START EXERCISE DATA
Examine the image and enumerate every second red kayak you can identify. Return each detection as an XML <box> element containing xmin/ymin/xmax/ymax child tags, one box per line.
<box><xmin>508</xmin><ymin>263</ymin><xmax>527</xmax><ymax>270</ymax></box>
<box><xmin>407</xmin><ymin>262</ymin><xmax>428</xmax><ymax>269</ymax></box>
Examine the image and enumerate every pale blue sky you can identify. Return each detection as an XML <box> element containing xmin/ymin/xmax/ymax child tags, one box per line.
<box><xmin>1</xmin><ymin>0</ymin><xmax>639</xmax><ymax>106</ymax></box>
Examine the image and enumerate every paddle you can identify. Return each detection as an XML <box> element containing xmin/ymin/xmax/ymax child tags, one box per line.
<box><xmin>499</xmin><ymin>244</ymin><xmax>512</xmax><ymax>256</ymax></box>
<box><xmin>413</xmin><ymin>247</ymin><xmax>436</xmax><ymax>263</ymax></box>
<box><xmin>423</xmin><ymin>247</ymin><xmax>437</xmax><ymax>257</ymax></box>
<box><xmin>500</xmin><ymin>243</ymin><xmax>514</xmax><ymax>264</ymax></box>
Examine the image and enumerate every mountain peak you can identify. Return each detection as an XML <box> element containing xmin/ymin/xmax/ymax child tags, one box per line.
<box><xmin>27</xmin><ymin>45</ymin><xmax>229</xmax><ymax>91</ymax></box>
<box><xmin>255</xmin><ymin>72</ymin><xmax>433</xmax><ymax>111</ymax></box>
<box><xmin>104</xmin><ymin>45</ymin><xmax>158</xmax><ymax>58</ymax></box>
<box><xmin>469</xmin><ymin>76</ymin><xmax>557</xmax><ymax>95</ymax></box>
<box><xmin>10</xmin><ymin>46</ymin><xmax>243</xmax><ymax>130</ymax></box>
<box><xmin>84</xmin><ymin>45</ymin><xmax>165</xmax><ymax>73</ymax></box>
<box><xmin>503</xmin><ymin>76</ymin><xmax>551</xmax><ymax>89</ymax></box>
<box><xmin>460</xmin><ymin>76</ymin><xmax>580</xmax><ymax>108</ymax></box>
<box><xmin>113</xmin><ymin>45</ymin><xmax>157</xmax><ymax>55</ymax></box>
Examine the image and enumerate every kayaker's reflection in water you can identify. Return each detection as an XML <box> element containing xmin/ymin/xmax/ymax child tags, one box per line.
END EXERCISE DATA
The whole listing above, restated word for word, is the required answer.

# [WRITTEN SOLUTION]
Examine the image and enumerate every second red kayak you can identify. Return each detection as an XML <box> element containing xmin/ymin/xmax/ymax child tags, one box per line.
<box><xmin>508</xmin><ymin>263</ymin><xmax>527</xmax><ymax>270</ymax></box>
<box><xmin>407</xmin><ymin>262</ymin><xmax>428</xmax><ymax>269</ymax></box>
Examine the image and enumerate every pale blue sky you can identify. Return each detection as an XML <box> element containing xmin/ymin/xmax/ymax child tags, one box per line.
<box><xmin>1</xmin><ymin>0</ymin><xmax>639</xmax><ymax>106</ymax></box>
Examine the image and enumerate every paddle you can identify. Return each detection as an XML <box> element containing xmin/ymin/xmax/ymax child tags, one box per line.
<box><xmin>499</xmin><ymin>244</ymin><xmax>512</xmax><ymax>256</ymax></box>
<box><xmin>413</xmin><ymin>247</ymin><xmax>436</xmax><ymax>263</ymax></box>
<box><xmin>423</xmin><ymin>247</ymin><xmax>437</xmax><ymax>257</ymax></box>
<box><xmin>500</xmin><ymin>243</ymin><xmax>514</xmax><ymax>264</ymax></box>
Examine the image and enumerate every mountain peak you can identify. Return each detection as an XML <box> element containing xmin/ymin/xmax/ymax child tags, one box per line.
<box><xmin>27</xmin><ymin>45</ymin><xmax>229</xmax><ymax>91</ymax></box>
<box><xmin>255</xmin><ymin>72</ymin><xmax>433</xmax><ymax>111</ymax></box>
<box><xmin>104</xmin><ymin>45</ymin><xmax>158</xmax><ymax>58</ymax></box>
<box><xmin>469</xmin><ymin>76</ymin><xmax>557</xmax><ymax>95</ymax></box>
<box><xmin>10</xmin><ymin>46</ymin><xmax>243</xmax><ymax>130</ymax></box>
<box><xmin>84</xmin><ymin>45</ymin><xmax>165</xmax><ymax>73</ymax></box>
<box><xmin>503</xmin><ymin>76</ymin><xmax>551</xmax><ymax>89</ymax></box>
<box><xmin>460</xmin><ymin>76</ymin><xmax>580</xmax><ymax>108</ymax></box>
<box><xmin>113</xmin><ymin>45</ymin><xmax>157</xmax><ymax>55</ymax></box>
Examine the image and enumerate every kayaker's reflection in water you can identify. Return each detection as an XML <box> element containing xmin/ymin/xmax/ymax child tags, one box per line.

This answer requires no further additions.